- **WHAT TO WORK ON**
Your reply must consist of the data below, reproduced character for character.

Source records:

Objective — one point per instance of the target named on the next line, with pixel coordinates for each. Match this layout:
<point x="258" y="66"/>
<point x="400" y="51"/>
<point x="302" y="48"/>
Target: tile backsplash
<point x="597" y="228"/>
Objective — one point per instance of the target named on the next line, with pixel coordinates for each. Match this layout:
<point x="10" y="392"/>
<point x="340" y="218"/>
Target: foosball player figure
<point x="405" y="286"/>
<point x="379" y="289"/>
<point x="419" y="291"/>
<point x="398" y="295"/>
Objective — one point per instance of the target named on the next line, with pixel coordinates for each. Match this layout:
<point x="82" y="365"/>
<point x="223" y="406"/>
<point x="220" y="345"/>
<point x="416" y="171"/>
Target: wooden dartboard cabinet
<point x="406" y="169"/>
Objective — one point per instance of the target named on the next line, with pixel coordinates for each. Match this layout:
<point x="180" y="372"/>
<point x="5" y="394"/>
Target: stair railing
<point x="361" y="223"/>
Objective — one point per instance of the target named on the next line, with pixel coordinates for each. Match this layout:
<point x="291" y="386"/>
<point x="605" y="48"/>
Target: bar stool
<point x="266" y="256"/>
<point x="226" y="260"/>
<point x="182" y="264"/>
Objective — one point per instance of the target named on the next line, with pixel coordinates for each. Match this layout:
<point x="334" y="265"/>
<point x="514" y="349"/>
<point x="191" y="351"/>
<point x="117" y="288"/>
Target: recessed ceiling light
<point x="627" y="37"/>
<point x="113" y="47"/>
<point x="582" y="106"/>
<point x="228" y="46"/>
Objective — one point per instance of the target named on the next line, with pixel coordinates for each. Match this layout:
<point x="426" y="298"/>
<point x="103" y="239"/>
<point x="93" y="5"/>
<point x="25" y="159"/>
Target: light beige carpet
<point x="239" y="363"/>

- **YOUR RESPONSE**
Objective — one point per instance of the target named on the next line, with pixel coordinates for each. Match this layout:
<point x="258" y="66"/>
<point x="400" y="51"/>
<point x="302" y="48"/>
Target: tile backsplash
<point x="597" y="228"/>
Objective — one point per instance of the target named on the next line, with pixel coordinates for each. Match this layout:
<point x="10" y="392"/>
<point x="340" y="218"/>
Target: foosball player figure
<point x="405" y="286"/>
<point x="379" y="289"/>
<point x="419" y="291"/>
<point x="398" y="295"/>
Objective — one point per instance of the target named on the next line, with pixel coordinates for each. Match this layout:
<point x="82" y="365"/>
<point x="223" y="406"/>
<point x="220" y="345"/>
<point x="416" y="171"/>
Target: wooden dartboard cabinet
<point x="406" y="169"/>
Objective — one point per instance of the target named on the next line, with pixel coordinates for each. Match this layout:
<point x="180" y="372"/>
<point x="5" y="394"/>
Target: stair railing
<point x="361" y="223"/>
Objective — one point per instance of the target named on the next line, with pixel coordinates for each. Match this layout:
<point x="291" y="386"/>
<point x="605" y="48"/>
Target: bar stool
<point x="266" y="256"/>
<point x="226" y="260"/>
<point x="182" y="264"/>
Objective — one point per instance of the target named on the next line, with pixel coordinates for each. Match this layout:
<point x="334" y="265"/>
<point x="514" y="349"/>
<point x="191" y="351"/>
<point x="117" y="288"/>
Target: recessed ceiling light
<point x="627" y="37"/>
<point x="113" y="47"/>
<point x="582" y="106"/>
<point x="228" y="46"/>
Objective — one point per instance of the target named on the next line, with pixel coordinates for each. Match this layout:
<point x="426" y="298"/>
<point x="103" y="239"/>
<point x="93" y="5"/>
<point x="25" y="159"/>
Target: light beige carpet
<point x="239" y="363"/>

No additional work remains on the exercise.